[Begin Records for this task]

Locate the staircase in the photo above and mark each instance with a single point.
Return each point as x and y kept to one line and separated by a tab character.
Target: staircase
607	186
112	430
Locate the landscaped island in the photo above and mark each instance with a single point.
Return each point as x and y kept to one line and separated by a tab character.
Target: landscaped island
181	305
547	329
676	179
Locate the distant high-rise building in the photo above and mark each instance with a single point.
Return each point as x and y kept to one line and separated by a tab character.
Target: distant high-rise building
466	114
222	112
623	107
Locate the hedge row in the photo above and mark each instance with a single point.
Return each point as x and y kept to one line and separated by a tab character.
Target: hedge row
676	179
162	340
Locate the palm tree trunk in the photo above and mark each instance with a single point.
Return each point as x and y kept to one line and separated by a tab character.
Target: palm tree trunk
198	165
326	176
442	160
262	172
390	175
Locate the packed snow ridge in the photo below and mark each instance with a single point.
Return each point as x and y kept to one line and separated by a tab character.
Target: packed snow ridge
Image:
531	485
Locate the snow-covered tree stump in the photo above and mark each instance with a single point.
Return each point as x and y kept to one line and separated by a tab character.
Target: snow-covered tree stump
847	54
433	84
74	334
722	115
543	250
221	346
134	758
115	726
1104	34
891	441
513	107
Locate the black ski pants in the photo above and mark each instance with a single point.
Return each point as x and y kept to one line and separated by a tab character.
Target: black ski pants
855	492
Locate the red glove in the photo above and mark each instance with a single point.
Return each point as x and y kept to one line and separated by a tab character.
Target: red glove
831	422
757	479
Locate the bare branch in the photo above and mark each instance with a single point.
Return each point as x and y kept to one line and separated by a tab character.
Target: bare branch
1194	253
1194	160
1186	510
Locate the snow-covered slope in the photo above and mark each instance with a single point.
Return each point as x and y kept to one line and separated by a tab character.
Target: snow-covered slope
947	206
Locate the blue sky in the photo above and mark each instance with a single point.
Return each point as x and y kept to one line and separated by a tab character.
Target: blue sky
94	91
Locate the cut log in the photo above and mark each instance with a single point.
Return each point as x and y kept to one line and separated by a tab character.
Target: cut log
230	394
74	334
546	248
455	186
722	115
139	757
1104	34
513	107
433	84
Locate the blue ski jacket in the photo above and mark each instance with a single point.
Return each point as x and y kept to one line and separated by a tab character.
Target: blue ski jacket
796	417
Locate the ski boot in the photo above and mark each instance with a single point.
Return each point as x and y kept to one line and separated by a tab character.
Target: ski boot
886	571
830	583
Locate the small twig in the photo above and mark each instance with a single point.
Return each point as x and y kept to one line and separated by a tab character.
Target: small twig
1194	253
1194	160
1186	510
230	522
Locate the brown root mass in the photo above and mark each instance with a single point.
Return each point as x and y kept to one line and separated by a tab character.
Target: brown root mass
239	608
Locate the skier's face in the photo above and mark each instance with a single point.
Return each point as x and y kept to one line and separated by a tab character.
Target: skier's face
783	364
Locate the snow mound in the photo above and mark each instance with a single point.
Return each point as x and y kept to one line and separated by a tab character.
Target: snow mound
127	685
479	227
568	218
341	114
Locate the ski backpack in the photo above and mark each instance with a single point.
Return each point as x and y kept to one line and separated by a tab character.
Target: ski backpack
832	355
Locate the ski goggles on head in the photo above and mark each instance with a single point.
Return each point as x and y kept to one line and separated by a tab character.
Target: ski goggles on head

[End Records for this task]

_Task goal_. Set all of the entries down again, exactly as they were given.

_The reply_.
Locate the staircase in the photo above and mark each instance with a single point.
Return each point as x and y kept to one line and separated by a tab character.
Target: staircase
607	186
112	430
Locate the landscaped island in the photo above and mark each instance with a single point.
Return each point as x and y kept to one line and separated by a tab character.
Target: landscaped island
181	305
547	329
676	179
Locate the distant high-rise building in the photo above and mark each instance with a single point.
Return each point as x and y kept to one line and separated by a tab character.
Target: distant high-rise building
466	114
222	112
623	107
Locate the hedge row in the photo above and mark each instance with a single point.
Return each point as x and y kept to one line and separated by a tab character.
Target: hedge row
676	179
162	340
Locate the palm tree trunk in the photo above and mark each instance with a single point.
Return each point as x and y kept to one line and separated by a tab character.
Target: palm tree trunk
198	165
326	176
442	160
262	172
390	175
Locate the packed snow ridge in the photo below and mark each instance with a single point.
Return each point as x and y kept to one line and separated by a tab character.
Target: packed snow ridge
Image:
531	485
Locate the snow-covered tree stump in the photo above and mark each instance with a single point.
Return each point as x and y kept to one line and separated by a tab character.
Target: snow-covered tree stump
847	54
433	84
74	334
722	115
543	250
221	346
134	758
115	726
1104	34
891	441
513	107
Locate the black ski pants in the photo above and mark each instance with a single point.
Return each point as x and y kept to one line and separated by a tab character.
Target: black ski pants
855	492
Locate the red glove in the photo above and mark each instance with a single point.
Return each point as x and y kept to one line and separated by a tab character.
Target: red glove
831	422
757	479
Locate the bare branch in the photo above and mark each instance with a single point.
Return each point as x and y kept to one line and separated by a tab character.
Target: bare branch
1194	253
1194	160
1186	510
Locate the snow-covered slope in the photo above and mark each instance with a single point.
Return each point as x and y kept to one line and separated by a tab character.
Target: snow-covered slope
947	206
Locate the blue sky in the photo above and mark each instance with a single point.
Return each point as x and y kept to one line and separated by a tab character.
Target: blue sky
94	91
Locate the cut log in the photo above and mark each instance with a single point.
Return each point as x and y kept to one line and separated by a tab character.
Target: cut log
230	394
74	334
546	248
455	186
722	115
139	757
1104	34
513	107
433	84
Locate the blue ski jacket in the photo above and mark each instance with a single point.
Return each point as x and y kept to one line and separated by a tab character.
Target: blue ski jacket
796	417
Locate the ski boot in the photo above and mark each instance with a single point.
Return each point as x and y kept to one line and separated by a tab character.
Target: ski boot
886	571
830	583
Locate the small twig in the photo above and mark each instance with a single point.
Return each point as x and y kept to one line and separated by a tab character.
Target: small twig
1194	253
1194	160
1186	510
230	522
Locate the brown root mass in the photo above and mark each instance with a single point.
Return each point as x and y kept to one line and separated by a tab character.
Target: brown root mass
239	608
Locate the skier's face in the photo above and mark each instance with a single point.
Return each point as x and y kept to one line and separated by a tab character.
Target: skier's face
783	364
Locate the snow mound in the photo above and mark each instance with a single point.
Return each point as x and y kept to one line and separated by a tab character.
Target: snow mound
127	685
479	227
568	218
341	114
Locate the ski backpack in the photo above and mark each instance with a single point.
Return each point as x and y kept to one line and separated by a tab character.
Target: ski backpack
832	355
Locate the ski goggles on head in the photo above and mark each instance with a single point.
Return each point as x and y kept to one line and separated by a tab character.
Target: ski goggles on head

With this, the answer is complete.